***** DOCUMENT PASSAGE *****

Facility-level emissions associated with energy

For all treatment trains in the national inventory, we calculated electricity and natural gas consumption, as well as on-site electricity generation from biogas utilization. We used energy calculations from the results of process models in GPS-X reported by Tarallo et al.16. Because our study includes treatment trains beyond those reported by Tarallo et al., we used mass and heat balances for unit processes to determine energy requirements for treatment trains that were not modelled previously16 (details in Supplementary Methods section 2.3.1).

***** DATA LINES *****

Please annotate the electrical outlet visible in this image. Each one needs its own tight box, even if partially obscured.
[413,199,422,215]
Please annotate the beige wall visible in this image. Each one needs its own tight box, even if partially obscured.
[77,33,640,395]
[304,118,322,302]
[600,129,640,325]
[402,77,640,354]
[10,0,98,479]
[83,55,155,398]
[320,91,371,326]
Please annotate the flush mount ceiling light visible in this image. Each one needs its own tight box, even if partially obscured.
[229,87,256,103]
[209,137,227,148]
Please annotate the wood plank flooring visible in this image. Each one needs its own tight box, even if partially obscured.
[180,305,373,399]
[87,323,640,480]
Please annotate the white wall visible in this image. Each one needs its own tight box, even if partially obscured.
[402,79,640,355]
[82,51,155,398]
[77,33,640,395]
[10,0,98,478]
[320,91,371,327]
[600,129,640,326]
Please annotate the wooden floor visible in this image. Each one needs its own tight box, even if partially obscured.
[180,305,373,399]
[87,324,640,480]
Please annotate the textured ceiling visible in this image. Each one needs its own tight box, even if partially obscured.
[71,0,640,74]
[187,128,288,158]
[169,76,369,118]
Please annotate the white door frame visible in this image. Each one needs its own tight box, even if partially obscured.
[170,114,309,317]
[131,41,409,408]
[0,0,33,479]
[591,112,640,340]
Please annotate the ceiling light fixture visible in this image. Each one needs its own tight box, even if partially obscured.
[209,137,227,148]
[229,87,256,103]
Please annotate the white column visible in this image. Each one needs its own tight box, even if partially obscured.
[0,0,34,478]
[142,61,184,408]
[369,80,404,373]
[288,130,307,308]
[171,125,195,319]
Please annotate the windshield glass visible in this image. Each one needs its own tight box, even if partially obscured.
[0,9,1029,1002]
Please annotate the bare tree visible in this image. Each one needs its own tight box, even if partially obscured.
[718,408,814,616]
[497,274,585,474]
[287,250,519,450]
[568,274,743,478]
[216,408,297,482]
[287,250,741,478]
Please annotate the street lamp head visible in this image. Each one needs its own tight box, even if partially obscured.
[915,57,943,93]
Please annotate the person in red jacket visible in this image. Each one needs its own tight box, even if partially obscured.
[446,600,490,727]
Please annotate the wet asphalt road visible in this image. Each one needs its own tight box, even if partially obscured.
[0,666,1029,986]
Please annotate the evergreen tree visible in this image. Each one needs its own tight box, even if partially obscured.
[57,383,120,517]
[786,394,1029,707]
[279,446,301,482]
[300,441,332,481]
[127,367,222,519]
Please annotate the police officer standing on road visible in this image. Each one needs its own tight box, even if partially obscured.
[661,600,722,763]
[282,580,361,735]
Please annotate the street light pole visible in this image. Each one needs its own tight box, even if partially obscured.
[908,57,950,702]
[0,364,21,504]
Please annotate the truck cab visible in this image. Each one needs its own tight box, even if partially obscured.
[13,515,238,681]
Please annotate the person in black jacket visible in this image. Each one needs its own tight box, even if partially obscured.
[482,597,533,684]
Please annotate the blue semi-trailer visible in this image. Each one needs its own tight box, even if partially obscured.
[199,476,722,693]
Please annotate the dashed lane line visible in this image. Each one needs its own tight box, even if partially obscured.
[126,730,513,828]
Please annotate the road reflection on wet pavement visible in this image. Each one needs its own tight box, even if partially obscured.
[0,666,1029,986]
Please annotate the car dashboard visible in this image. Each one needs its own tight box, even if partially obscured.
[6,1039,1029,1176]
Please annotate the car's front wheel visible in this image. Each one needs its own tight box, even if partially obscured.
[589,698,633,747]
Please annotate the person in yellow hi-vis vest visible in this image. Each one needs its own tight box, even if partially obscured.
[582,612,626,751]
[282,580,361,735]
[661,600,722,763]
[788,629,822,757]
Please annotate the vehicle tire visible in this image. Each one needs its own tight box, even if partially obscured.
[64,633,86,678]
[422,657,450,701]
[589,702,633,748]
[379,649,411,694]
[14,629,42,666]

*****

§ **TO DO**:
- 1) Extract the passage on facility energy emissions from "For all treatment" up to and including "Methods section 2.3.1).".
- 2) Write what comes next in the passage on facility energy emissions, starting after its last sentence.
The rows have no connection to the passage on facility energy emissions.

§ **SOLVED TASKS**:
- 1)
For all treatment trains in the national inventory, we calculated electricity and natural gas consumption, as well as on-site electricity generation from biogas utilization. We used energy calculations from the results of process models in GPS-X reported by Tarallo et al.16. Because our study includes treatment trains beyond those reported by Tarallo et al., we used mass and heat balances for unit processes to determine energy requirements for treatment trains that were not modelled previously16 (details in Supplementary Methods section 2.3.1).

- 2)
To estimate the GHG emissions associated with electricity consumption, we assigned each facility a regional emissions factor (kg CO2e kWh−1). Specifically, we used existing model results that simulate the energy mix across 134 simulated subregions of the USA, reflecting state-level and utility boundaries and capturing the existing variation to maintain load–interchange–generation balance39. We calculated electricity emissions factor (kg CO2e kWh−1) for each geographic region using the corresponding total emissions (kg CO2e) divided by the net power generated, as reported in National Renewable Energy Laboratory (NREL) Standard Scenarios Cambium data for 202017,40. We used data from the mid-case scenario based on central parameter values, including future electricity consumption, fuel costs and technology selection. We also calculated full fuel cycle GHG emissions for electricity and natural gas using the Greenhouse gases, Regulated Emissions, and Energy use in Technologies (GREET) model41 (Supplementary Table 18).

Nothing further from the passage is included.